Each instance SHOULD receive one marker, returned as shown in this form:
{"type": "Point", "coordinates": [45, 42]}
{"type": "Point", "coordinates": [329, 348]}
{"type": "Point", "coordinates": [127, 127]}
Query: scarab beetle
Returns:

══════

■ **Required action**: Show each line from the listing above that includes the word "type".

■ **Result for this task**:
{"type": "Point", "coordinates": [45, 42]}
{"type": "Point", "coordinates": [329, 348]}
{"type": "Point", "coordinates": [127, 127]}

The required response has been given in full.